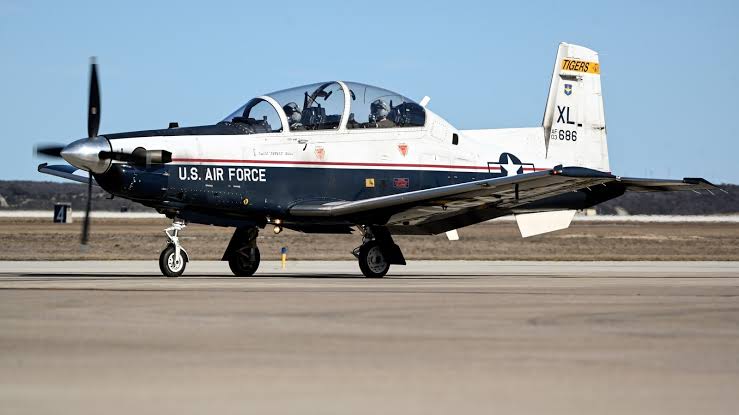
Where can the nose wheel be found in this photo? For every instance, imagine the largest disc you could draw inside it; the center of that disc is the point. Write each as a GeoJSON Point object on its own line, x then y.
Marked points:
{"type": "Point", "coordinates": [173, 259]}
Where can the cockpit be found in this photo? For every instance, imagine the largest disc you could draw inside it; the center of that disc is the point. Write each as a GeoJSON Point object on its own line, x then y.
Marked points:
{"type": "Point", "coordinates": [327, 106]}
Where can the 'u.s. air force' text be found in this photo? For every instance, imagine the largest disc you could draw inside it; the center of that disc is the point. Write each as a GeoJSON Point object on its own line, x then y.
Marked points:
{"type": "Point", "coordinates": [239, 174]}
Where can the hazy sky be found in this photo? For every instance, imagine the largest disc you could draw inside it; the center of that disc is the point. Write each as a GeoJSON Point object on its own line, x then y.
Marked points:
{"type": "Point", "coordinates": [669, 69]}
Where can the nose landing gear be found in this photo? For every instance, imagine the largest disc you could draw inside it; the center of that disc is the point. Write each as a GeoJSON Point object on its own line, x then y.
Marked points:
{"type": "Point", "coordinates": [173, 259]}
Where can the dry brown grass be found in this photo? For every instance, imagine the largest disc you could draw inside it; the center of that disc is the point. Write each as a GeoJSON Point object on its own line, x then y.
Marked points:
{"type": "Point", "coordinates": [31, 239]}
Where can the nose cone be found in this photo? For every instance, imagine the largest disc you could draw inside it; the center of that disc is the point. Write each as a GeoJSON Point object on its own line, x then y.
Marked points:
{"type": "Point", "coordinates": [84, 154]}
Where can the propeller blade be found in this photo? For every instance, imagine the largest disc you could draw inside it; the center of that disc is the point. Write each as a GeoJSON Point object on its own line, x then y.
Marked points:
{"type": "Point", "coordinates": [51, 151]}
{"type": "Point", "coordinates": [93, 107]}
{"type": "Point", "coordinates": [86, 224]}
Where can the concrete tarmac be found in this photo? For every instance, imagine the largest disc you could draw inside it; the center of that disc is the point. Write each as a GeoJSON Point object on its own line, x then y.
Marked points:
{"type": "Point", "coordinates": [434, 337]}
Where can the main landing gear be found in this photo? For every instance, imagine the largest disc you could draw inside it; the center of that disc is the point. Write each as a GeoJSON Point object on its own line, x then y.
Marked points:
{"type": "Point", "coordinates": [173, 259]}
{"type": "Point", "coordinates": [377, 252]}
{"type": "Point", "coordinates": [242, 253]}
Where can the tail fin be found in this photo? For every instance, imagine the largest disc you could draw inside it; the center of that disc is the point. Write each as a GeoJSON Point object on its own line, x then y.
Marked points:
{"type": "Point", "coordinates": [574, 120]}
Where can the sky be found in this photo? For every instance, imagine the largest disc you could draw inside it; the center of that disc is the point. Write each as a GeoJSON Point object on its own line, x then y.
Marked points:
{"type": "Point", "coordinates": [669, 69]}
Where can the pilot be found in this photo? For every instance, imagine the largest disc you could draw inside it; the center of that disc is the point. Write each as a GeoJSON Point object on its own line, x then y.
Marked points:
{"type": "Point", "coordinates": [378, 115]}
{"type": "Point", "coordinates": [292, 112]}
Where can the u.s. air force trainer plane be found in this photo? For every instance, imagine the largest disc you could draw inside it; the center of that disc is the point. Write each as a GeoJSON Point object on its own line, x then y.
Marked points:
{"type": "Point", "coordinates": [337, 156]}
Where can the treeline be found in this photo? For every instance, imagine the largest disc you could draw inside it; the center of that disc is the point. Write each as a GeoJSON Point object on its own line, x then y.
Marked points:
{"type": "Point", "coordinates": [29, 195]}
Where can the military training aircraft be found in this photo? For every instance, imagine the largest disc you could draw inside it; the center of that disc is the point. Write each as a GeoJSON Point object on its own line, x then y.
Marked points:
{"type": "Point", "coordinates": [334, 157]}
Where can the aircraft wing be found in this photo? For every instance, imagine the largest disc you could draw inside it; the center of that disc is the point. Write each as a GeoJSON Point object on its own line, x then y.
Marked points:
{"type": "Point", "coordinates": [66, 171]}
{"type": "Point", "coordinates": [450, 207]}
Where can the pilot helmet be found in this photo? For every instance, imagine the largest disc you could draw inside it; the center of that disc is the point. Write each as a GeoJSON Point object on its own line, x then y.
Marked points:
{"type": "Point", "coordinates": [378, 110]}
{"type": "Point", "coordinates": [292, 111]}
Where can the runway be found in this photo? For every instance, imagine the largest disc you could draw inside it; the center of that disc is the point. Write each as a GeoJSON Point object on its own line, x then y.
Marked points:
{"type": "Point", "coordinates": [433, 337]}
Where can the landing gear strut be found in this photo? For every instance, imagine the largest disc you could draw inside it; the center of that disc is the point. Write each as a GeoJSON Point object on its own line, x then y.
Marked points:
{"type": "Point", "coordinates": [377, 252]}
{"type": "Point", "coordinates": [242, 253]}
{"type": "Point", "coordinates": [173, 259]}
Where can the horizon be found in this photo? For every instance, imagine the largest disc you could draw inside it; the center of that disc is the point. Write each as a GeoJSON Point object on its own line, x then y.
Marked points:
{"type": "Point", "coordinates": [483, 66]}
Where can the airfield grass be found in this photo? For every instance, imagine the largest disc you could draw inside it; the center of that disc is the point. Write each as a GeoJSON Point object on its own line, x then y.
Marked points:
{"type": "Point", "coordinates": [38, 239]}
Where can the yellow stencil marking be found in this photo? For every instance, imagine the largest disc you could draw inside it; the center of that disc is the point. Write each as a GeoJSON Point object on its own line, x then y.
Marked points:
{"type": "Point", "coordinates": [580, 66]}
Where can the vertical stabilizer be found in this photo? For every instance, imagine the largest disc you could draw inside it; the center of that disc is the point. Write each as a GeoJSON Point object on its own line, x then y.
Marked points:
{"type": "Point", "coordinates": [574, 120]}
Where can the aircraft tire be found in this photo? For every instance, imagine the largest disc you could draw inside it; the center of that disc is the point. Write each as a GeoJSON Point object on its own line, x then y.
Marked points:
{"type": "Point", "coordinates": [243, 266]}
{"type": "Point", "coordinates": [372, 261]}
{"type": "Point", "coordinates": [167, 264]}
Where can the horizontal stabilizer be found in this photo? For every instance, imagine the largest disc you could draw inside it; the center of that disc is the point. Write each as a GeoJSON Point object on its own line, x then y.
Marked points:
{"type": "Point", "coordinates": [531, 224]}
{"type": "Point", "coordinates": [666, 185]}
{"type": "Point", "coordinates": [66, 171]}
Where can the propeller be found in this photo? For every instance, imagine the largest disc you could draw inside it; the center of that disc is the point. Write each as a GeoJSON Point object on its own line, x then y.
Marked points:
{"type": "Point", "coordinates": [93, 124]}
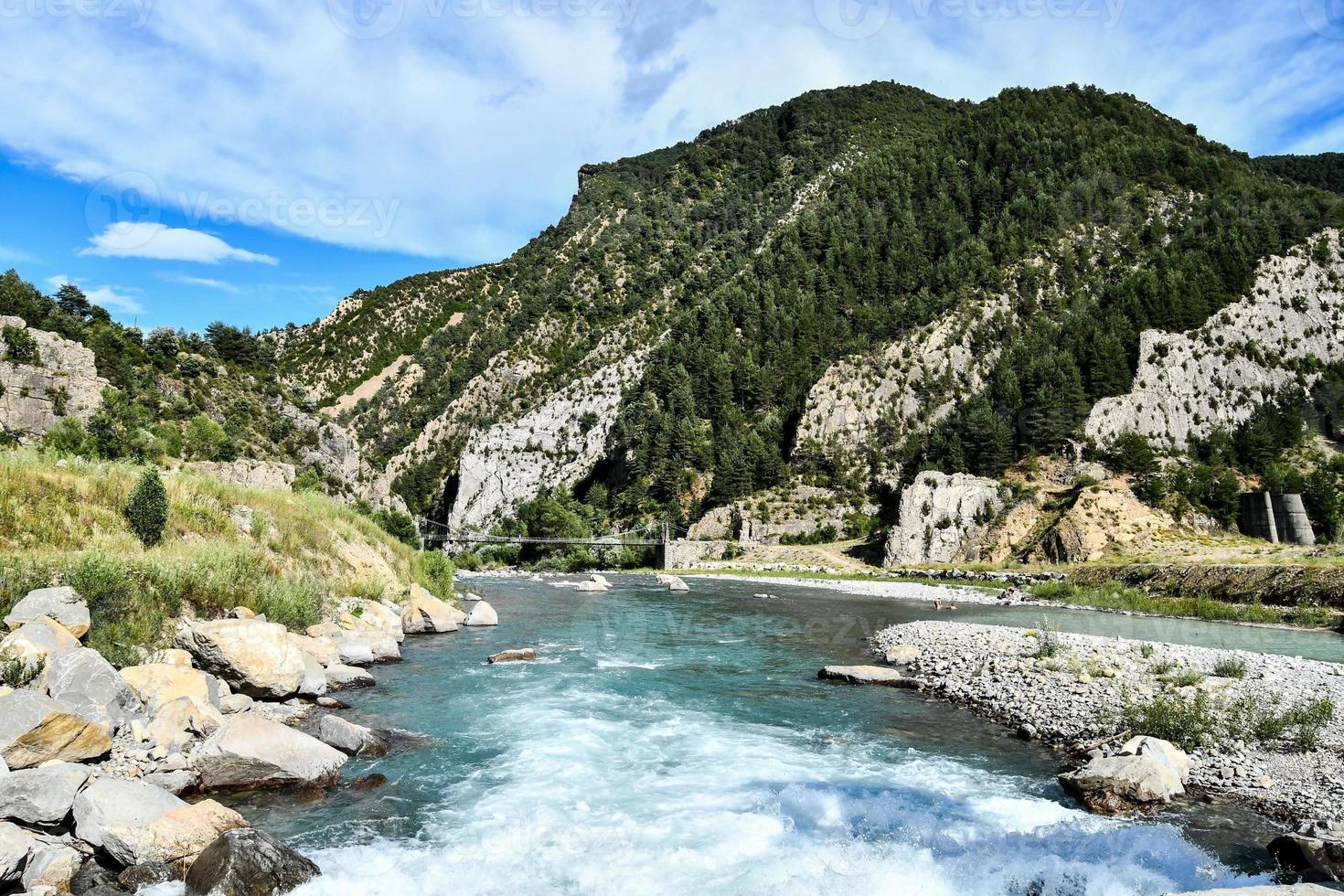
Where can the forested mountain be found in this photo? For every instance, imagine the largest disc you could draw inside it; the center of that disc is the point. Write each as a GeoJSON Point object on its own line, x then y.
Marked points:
{"type": "Point", "coordinates": [655, 351]}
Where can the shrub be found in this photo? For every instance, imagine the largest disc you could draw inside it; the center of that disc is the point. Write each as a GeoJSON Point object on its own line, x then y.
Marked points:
{"type": "Point", "coordinates": [146, 509]}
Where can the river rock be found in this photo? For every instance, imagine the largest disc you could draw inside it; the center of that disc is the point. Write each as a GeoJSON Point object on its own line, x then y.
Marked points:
{"type": "Point", "coordinates": [35, 729]}
{"type": "Point", "coordinates": [37, 641]}
{"type": "Point", "coordinates": [1118, 784]}
{"type": "Point", "coordinates": [347, 677]}
{"type": "Point", "coordinates": [869, 676]}
{"type": "Point", "coordinates": [88, 684]}
{"type": "Point", "coordinates": [426, 614]}
{"type": "Point", "coordinates": [254, 657]}
{"type": "Point", "coordinates": [51, 865]}
{"type": "Point", "coordinates": [527, 655]}
{"type": "Point", "coordinates": [1315, 850]}
{"type": "Point", "coordinates": [251, 752]}
{"type": "Point", "coordinates": [248, 863]}
{"type": "Point", "coordinates": [159, 684]}
{"type": "Point", "coordinates": [355, 741]}
{"type": "Point", "coordinates": [481, 615]}
{"type": "Point", "coordinates": [16, 845]}
{"type": "Point", "coordinates": [40, 795]}
{"type": "Point", "coordinates": [60, 604]}
{"type": "Point", "coordinates": [136, 822]}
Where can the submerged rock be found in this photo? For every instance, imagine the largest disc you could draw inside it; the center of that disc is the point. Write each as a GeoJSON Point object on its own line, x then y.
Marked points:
{"type": "Point", "coordinates": [60, 604]}
{"type": "Point", "coordinates": [869, 676]}
{"type": "Point", "coordinates": [248, 863]}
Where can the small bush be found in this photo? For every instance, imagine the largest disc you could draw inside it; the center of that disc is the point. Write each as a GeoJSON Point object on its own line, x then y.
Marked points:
{"type": "Point", "coordinates": [146, 511]}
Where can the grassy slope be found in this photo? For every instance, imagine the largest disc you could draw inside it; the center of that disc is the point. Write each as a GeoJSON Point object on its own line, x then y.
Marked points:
{"type": "Point", "coordinates": [62, 523]}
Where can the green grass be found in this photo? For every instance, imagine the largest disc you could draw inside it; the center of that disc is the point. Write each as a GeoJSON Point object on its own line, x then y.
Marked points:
{"type": "Point", "coordinates": [63, 526]}
{"type": "Point", "coordinates": [1117, 597]}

= = =

▶ **REQUIRED ACTION**
Lines from the entries that contain the word "rock" are what the answer must hold.

▶ **THE ANSWER**
Where can the river rock be found in this photo? For every instance, imagine the largest disc you could draw inside it; the center of that disc is the point. Write each as a GeoJSON Point object on its own line, x then y.
Where can the submerged rock be found in this photo? For every instance, imagine the largest disc you could draw inside it; the center of that disc is the point. Write each as a GeoJSON Point object on its own line, x then y.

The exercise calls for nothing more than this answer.